::: Data for review
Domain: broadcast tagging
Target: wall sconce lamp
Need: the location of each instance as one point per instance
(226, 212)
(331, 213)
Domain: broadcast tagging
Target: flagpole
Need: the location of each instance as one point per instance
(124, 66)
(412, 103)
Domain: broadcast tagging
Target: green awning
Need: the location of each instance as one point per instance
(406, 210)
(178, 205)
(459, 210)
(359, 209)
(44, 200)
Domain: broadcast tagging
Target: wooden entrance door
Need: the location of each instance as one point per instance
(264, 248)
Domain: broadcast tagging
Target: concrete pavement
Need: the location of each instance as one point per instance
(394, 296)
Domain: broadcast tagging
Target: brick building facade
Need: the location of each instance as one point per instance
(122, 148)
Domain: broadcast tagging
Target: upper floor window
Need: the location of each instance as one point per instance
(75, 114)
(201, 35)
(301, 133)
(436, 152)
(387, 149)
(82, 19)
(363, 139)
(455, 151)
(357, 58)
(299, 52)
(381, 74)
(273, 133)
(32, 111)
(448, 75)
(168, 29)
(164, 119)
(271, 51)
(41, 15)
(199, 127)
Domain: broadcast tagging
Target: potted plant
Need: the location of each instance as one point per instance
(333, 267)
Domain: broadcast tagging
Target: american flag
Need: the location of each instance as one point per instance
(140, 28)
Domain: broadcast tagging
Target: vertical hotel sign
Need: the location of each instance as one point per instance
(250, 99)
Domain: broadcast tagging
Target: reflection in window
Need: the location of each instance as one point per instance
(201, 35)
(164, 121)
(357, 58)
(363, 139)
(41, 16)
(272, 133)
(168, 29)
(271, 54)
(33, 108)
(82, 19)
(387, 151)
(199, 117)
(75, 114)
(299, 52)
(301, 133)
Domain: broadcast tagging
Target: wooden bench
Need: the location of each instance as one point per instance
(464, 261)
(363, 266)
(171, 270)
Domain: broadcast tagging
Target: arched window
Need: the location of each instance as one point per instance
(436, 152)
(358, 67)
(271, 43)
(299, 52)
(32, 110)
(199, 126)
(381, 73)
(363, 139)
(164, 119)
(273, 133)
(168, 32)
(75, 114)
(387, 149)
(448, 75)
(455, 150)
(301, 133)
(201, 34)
::::::
**How to complete this task:** Using the records above, select and copy every line that has the word "wooden".

**Answer section:**
Target: wooden entrance door
Target: wooden bench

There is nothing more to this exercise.